▶ [DIRECTIONS]:
Could you set down, word for word, the stretch of the Hive troubleshooting text from "Hive operations use" through "plus another 20)."?

##### GIVEN TEXT #####

Troubleshooting Hive

This section provides guidance on problems you may encounter while installing, upgrading, or running Hive.

With Hive, the most common troubleshooting aspects involve performance issues and managing disk space. Because Hive uses an underlying compute mechanism such as MapReduce or Spark, sometimes troubleshooting requires diagnosing and changing configuration in those lower layers.

Too Many Small Partitions

It can be tempting to partition your data into many small partitions to try to increase speed and concurrency. However, Hive functions best when data is partitioned into larger partitions. For example, consider partitioning a 100 TB table into 10,000 partitions, each 10 GB in size. In addition, do not use more than 10,000 partitions per table. Having too many small partitions puts significant strain on the Hive MetaStore and does not improve performance.

Hive Queries Fail with "Too many counters" Error


Hive operations use various counters while executing MapReduce jobs. These per-operator counters are enabled by the configuration setting hive.task.progress. This is disabled by default; if it is enabled, Hive may create a large number of counters (4 counters per operator, plus another 20).

##### DATA SECTION #####

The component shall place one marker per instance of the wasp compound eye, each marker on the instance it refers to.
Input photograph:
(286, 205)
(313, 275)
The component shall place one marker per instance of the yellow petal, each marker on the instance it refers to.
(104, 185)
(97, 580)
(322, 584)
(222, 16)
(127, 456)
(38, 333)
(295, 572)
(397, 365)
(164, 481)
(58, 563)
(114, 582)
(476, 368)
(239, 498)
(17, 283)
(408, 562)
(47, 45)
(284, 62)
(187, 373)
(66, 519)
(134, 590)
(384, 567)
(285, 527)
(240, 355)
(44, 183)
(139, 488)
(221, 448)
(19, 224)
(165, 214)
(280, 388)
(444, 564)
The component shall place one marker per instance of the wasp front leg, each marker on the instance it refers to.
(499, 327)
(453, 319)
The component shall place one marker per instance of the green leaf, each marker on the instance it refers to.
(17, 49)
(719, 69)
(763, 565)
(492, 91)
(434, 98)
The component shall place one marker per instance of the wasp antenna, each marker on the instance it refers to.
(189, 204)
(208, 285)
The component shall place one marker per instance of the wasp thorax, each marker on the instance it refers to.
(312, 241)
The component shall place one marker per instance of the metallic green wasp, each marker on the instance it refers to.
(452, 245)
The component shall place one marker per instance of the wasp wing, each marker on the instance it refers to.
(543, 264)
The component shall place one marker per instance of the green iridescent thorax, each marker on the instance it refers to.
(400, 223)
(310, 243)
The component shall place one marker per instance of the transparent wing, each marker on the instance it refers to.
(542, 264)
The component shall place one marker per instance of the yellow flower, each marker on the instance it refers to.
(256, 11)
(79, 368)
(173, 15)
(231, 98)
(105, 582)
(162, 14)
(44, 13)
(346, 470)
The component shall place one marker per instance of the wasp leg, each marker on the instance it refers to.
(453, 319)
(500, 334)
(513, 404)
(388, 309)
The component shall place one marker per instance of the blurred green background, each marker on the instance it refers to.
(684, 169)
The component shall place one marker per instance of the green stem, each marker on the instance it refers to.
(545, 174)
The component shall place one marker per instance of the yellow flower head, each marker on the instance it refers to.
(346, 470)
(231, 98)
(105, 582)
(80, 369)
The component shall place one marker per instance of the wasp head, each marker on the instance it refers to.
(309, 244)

#####

▶ [EXERCISE RESULT]:
Hive operations use various counters while executing MapReduce jobs. These per-operator counters are enabled by the configuration setting hive.task.progress. This is disabled by default; if it is enabled, Hive may create a large number of counters (4 counters per operator, plus another 20).